→ Task instructions: Search the entries below for "handrail" and copy each matching line.

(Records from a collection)
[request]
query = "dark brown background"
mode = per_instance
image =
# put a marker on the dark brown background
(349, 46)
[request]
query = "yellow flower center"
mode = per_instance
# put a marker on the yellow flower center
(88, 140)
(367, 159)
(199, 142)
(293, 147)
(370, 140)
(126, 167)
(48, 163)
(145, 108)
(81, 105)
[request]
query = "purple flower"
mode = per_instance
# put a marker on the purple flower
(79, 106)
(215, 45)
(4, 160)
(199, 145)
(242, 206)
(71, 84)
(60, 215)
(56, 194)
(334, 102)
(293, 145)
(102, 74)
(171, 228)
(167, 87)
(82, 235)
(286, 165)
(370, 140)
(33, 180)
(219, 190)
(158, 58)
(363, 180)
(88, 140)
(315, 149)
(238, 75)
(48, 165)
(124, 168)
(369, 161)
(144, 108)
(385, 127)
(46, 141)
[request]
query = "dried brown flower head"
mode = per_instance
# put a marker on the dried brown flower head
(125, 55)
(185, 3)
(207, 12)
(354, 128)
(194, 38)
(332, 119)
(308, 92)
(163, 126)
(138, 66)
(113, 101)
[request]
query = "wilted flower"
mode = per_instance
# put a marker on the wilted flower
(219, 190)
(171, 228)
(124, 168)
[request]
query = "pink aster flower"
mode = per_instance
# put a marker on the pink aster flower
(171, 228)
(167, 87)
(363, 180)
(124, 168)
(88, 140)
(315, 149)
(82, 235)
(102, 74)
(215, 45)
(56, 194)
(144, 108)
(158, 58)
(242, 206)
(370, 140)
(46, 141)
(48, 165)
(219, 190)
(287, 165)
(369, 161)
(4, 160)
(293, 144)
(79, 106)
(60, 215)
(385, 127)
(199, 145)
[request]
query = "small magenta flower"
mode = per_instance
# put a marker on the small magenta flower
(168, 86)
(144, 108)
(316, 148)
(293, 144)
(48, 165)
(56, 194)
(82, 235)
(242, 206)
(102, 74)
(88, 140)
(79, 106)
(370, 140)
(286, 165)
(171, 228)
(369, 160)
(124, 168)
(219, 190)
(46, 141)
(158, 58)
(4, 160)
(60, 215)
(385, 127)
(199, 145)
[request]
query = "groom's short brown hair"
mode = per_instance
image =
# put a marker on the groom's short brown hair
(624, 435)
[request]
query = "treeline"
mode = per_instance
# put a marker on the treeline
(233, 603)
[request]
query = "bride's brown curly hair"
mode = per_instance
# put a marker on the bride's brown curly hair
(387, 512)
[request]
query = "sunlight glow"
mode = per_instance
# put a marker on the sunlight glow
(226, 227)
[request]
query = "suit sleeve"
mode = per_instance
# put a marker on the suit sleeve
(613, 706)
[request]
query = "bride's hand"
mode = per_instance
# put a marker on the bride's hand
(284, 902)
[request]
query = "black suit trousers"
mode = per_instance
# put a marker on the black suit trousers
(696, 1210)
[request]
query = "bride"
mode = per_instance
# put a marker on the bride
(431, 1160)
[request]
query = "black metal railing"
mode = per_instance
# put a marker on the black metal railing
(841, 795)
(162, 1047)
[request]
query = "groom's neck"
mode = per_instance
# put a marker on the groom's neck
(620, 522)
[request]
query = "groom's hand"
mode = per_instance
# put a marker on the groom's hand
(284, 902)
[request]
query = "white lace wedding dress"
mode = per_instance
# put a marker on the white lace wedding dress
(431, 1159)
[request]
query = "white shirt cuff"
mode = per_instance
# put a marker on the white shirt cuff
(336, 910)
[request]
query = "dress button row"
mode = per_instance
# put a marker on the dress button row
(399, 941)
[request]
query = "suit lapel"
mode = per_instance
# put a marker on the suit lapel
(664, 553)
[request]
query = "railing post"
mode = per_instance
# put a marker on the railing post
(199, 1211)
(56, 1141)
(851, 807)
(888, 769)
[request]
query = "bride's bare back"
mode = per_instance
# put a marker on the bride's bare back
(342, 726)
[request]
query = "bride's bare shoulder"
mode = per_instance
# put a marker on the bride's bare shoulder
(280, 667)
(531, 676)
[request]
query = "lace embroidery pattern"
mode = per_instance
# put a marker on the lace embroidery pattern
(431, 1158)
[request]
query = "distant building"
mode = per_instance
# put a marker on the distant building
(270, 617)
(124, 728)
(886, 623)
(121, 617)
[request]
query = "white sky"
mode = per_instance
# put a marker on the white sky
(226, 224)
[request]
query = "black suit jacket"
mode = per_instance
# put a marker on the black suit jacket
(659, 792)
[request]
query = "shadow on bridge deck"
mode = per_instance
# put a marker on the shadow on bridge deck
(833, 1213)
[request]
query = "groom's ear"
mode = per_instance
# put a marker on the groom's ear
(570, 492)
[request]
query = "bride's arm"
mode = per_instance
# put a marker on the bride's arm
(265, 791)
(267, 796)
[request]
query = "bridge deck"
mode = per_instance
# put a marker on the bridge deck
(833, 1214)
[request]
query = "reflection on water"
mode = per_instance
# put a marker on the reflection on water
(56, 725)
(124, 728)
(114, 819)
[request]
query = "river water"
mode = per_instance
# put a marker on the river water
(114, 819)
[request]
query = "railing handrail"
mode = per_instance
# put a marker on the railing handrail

→ Answer:
query = "railing handrail"
# put a marker on the railing handrail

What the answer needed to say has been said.